La disponibilité des grains russes pèse toujours sur le prix des céréales. Le blé européen trouve toutefois des opportunités, notamment vers l’Égypte cette semaine. La France exporte par ailleurs de gros volumes d’orge vers la Chine. L’offre abondante en colza et en tournesol, pèse encore sur ses cours, dont le recul est limité par les inquiétudes climatiques grandissantes en Australie. Le ralentissement de la production soutient les prix du tourteau de soja en France.

Blé : mouvement baissier sur une semaine, tempéré par des échanges dynamiques

Sur une semaine, les prix des blés français sont en légère baisse. Le Fob Rouen a perdu 4 €/t, à 230 €/t. En parallèle, le blé russe à 11,5 % de protéines est stable, à 227,5 $/t, tandis que celui à 12,5 % de protéines se contracte légèrement, en repli de 1 $/t, à 241,5 $/t.

Les transactions ont été dynamiques cette semaine, avec une demande de blé soutenue en Asie, mais surtout avec les achats de l’Algérie et de l’Égypte. La Russie reste très compétitive, mais l’Égypte a préféré l’origine roumaine dans son achat de 120 000 tonnes pour chargement au début de novembre. L’achat de blé de l’Autorité générale en charge des approvisionnements (Gasc) égyptien au début du mois de septembre pourrait finalement provenir en grande partie d’Europe, notamment de France, Roumanie et Bulgarie.

Ce mouvement d’achat a, dans un premier temps, mis un coup d’arrêt à la baisse des prix observée au début de la semaine. La tendance des prix est à nouveau baissière à la fin de la semaine, à cause de la pression due aux fortes disponibilités de grains russes. À cela s’ajoute un contexte de baisse sur l’ensemble des marchés financiers, en lien avec les annonces mercredi soir de la Banque centrale des États-Unis d’un maintien des taux élevés, voire d’un rehaussement dans les prochains mois.

EXTRAITS DE DONNÉES
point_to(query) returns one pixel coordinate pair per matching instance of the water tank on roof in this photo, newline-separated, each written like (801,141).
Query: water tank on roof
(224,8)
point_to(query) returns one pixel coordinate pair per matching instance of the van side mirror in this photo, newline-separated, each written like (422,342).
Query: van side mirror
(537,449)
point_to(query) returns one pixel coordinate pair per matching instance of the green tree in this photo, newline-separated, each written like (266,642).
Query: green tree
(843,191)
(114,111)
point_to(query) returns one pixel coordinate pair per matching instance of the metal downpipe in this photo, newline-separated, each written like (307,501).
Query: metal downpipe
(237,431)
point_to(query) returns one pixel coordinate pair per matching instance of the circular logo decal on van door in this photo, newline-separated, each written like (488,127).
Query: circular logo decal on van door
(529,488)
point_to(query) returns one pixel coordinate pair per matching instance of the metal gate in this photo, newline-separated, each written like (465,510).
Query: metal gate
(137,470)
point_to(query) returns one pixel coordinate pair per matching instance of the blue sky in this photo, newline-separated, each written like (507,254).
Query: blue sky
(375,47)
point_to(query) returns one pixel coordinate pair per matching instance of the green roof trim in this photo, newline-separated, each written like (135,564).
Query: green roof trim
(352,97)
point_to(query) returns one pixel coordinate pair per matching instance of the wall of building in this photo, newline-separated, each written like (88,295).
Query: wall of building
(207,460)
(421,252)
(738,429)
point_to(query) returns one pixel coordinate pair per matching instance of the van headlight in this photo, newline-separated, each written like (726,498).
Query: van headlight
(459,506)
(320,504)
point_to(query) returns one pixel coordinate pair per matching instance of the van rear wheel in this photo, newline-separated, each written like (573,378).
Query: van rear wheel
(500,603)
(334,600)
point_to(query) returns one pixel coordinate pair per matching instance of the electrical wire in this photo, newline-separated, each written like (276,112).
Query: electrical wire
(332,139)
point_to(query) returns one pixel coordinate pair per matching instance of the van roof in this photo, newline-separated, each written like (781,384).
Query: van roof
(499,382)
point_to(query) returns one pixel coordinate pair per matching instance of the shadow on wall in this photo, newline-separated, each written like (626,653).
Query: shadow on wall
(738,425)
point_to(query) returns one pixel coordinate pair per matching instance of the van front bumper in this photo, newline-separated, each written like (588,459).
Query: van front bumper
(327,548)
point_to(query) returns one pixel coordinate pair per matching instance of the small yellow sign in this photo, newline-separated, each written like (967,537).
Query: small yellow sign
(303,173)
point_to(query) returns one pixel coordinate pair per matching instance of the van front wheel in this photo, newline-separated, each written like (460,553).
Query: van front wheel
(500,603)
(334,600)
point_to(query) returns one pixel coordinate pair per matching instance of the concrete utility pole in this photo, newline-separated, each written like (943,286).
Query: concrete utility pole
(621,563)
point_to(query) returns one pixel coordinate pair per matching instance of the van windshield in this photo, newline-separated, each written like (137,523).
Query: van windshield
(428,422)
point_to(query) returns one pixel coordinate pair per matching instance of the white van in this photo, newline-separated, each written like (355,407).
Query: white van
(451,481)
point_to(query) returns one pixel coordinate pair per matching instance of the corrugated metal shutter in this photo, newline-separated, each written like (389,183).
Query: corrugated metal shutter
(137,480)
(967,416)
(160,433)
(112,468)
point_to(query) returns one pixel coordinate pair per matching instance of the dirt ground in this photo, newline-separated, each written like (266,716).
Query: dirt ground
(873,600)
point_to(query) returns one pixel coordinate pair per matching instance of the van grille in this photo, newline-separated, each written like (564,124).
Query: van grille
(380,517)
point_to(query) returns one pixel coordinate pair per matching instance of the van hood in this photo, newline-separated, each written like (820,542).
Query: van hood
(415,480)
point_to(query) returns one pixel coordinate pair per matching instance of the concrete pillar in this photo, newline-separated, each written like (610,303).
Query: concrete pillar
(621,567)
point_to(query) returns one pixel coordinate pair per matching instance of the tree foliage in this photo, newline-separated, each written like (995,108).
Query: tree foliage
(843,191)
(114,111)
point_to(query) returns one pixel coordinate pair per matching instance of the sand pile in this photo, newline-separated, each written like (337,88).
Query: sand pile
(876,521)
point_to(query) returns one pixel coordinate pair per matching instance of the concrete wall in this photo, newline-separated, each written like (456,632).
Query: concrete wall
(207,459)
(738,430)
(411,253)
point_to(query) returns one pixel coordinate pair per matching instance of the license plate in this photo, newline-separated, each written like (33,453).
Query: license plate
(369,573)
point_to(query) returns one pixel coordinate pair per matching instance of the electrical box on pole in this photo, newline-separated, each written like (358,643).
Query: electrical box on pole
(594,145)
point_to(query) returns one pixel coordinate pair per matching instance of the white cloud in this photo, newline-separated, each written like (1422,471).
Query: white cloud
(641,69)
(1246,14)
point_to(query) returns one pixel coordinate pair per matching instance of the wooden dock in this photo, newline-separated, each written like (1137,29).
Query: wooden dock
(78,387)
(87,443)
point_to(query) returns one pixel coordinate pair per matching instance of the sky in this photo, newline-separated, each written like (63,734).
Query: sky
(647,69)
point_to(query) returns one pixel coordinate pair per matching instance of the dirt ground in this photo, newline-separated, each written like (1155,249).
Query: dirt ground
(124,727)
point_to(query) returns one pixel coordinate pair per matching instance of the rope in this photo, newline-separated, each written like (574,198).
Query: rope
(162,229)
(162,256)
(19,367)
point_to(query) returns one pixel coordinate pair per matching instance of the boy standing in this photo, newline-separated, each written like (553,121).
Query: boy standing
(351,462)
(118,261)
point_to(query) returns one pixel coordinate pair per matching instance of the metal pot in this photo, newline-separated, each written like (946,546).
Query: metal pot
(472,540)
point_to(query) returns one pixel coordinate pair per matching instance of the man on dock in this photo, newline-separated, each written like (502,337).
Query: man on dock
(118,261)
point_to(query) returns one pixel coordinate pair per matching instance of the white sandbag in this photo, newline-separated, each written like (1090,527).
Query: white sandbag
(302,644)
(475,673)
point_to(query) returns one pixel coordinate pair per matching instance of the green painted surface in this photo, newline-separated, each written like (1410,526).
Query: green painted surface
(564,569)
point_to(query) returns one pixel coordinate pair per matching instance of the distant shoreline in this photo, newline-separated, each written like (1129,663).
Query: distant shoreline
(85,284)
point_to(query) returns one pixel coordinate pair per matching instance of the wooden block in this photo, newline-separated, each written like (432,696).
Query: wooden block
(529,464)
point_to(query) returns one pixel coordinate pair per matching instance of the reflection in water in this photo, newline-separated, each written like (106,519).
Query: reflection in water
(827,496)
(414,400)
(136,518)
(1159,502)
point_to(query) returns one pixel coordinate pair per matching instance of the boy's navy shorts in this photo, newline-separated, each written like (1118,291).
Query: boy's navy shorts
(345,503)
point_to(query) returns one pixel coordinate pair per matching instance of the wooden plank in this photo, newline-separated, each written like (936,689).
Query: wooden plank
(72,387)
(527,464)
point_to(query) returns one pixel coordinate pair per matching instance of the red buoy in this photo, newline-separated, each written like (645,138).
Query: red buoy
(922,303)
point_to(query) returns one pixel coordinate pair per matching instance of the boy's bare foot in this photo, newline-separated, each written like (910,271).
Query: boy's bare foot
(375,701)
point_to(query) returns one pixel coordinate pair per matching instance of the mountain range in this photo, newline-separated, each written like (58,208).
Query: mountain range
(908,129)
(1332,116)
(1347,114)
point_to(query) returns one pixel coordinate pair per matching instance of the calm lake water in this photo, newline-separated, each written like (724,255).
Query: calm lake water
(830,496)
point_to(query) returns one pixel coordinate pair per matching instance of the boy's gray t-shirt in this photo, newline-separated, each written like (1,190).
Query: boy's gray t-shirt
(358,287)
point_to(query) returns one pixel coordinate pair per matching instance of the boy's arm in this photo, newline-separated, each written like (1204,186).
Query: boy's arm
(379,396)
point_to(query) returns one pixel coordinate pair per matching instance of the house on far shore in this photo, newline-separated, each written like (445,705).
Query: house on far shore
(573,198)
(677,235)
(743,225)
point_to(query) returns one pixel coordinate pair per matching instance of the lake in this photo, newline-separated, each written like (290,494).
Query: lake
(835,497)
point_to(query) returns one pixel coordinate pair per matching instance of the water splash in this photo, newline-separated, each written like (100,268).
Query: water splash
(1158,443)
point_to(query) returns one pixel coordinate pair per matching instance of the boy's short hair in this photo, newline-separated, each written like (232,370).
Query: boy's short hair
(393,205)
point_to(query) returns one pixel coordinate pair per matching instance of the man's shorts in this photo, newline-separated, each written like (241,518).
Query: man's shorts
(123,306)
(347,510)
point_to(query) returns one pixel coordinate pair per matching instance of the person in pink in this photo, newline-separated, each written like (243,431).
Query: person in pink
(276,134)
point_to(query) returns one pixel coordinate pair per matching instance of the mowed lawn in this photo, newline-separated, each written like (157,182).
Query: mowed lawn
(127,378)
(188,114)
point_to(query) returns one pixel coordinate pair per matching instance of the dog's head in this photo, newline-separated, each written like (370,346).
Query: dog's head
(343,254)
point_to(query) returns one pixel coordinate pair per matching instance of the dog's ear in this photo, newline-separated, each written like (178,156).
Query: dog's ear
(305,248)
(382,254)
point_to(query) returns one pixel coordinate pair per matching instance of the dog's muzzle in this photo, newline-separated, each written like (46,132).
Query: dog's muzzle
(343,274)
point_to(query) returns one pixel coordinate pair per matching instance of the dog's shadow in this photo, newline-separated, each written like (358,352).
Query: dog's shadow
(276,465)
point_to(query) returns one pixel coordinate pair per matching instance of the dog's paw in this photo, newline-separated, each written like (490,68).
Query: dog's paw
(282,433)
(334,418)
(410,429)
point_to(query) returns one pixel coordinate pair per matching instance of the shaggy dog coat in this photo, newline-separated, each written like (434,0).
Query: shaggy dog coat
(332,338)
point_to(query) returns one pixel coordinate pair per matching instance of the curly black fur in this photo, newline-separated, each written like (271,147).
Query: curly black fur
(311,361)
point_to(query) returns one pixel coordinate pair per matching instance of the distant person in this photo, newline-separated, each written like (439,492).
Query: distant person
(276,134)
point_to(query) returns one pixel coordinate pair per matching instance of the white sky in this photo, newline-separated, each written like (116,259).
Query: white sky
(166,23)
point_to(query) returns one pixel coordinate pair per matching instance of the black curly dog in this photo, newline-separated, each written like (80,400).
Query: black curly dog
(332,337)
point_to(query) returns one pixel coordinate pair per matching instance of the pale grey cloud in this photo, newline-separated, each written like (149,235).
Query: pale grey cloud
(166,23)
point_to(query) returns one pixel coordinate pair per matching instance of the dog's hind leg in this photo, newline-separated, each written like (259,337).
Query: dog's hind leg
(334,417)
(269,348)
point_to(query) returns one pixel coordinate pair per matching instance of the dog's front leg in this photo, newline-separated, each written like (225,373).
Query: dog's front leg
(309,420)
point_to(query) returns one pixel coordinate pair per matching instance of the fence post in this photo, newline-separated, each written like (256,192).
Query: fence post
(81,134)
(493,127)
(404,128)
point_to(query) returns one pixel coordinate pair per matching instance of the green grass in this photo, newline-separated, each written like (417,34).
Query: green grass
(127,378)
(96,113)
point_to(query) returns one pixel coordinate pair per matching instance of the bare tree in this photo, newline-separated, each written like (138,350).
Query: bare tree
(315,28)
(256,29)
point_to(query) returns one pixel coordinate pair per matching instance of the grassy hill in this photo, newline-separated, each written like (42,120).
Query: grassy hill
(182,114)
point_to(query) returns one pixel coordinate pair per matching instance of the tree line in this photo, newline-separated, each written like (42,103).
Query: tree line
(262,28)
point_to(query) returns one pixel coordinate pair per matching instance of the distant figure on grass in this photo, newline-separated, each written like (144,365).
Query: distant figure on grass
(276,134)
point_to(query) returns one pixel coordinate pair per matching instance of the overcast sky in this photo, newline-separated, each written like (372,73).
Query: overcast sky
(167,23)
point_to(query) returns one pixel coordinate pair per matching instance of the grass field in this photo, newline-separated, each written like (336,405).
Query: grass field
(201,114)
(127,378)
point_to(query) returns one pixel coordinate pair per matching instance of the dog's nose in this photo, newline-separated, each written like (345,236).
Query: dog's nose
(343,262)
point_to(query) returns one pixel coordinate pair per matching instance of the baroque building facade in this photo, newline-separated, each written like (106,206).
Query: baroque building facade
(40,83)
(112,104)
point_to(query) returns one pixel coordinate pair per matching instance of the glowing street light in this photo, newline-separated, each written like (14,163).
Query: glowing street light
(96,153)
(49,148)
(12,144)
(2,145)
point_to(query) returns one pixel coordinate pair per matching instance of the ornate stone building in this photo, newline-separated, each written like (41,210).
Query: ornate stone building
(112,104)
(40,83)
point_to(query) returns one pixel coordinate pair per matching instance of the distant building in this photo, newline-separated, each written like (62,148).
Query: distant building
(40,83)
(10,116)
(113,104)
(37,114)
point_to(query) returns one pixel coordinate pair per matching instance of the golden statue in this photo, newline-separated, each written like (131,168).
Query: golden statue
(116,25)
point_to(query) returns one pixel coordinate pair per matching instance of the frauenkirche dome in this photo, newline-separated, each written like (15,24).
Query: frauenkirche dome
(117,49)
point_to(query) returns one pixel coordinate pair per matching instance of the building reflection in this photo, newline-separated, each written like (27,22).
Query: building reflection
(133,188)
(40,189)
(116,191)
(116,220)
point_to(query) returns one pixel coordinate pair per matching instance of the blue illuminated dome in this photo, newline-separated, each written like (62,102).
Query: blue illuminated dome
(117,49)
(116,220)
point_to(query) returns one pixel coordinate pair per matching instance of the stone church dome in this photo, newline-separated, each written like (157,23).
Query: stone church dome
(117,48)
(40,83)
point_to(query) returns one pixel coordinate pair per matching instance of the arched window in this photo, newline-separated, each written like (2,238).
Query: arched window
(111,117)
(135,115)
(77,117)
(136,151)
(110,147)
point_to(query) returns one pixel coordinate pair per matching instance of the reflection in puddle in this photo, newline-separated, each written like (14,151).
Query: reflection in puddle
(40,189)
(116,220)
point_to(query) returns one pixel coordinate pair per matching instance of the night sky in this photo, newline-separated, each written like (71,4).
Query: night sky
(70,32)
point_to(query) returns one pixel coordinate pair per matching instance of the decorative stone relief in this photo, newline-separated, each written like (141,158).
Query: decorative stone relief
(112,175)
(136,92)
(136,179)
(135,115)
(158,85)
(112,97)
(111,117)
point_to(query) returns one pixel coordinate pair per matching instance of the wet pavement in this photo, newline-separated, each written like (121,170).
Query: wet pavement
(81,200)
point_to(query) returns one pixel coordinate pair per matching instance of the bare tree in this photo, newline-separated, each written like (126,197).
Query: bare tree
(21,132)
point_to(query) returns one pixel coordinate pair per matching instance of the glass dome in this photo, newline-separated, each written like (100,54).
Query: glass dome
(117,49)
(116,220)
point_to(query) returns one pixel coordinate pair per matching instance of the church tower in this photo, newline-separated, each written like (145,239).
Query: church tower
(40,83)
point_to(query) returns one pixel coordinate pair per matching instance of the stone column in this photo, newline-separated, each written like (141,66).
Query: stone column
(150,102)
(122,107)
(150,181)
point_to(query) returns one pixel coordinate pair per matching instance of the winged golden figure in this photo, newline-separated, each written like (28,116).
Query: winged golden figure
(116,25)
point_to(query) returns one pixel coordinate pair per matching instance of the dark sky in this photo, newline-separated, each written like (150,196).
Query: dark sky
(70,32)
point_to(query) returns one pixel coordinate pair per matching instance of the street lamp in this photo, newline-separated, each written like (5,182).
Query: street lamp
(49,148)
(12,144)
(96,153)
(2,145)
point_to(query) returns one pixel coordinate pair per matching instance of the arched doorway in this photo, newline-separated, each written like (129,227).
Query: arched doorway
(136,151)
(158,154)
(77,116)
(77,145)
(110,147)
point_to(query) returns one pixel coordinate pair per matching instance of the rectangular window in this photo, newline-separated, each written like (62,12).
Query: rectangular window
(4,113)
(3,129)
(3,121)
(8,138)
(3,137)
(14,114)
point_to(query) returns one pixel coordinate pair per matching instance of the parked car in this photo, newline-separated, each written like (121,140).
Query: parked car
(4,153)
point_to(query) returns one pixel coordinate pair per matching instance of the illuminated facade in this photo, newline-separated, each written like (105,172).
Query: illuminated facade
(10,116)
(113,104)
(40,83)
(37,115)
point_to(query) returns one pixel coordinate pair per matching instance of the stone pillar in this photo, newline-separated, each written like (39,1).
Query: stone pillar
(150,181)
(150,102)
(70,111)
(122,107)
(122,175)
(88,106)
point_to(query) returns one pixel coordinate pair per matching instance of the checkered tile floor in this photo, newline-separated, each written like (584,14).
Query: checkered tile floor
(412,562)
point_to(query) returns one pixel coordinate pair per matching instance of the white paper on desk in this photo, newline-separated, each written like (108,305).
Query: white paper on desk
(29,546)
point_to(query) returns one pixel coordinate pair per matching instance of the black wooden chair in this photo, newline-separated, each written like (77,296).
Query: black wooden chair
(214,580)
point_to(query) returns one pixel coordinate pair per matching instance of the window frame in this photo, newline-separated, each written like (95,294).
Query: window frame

CONSIGNE
Relevez, s'il vous plaît, tous les produits agricoles précis nommés dans le premier paragraphe du texte sur le marché des céréales, sans compter les termes généraux « grains » et « céréales ».

TRAVAIL RENDU
blé, orge, colza, tournesol, tourteau de soja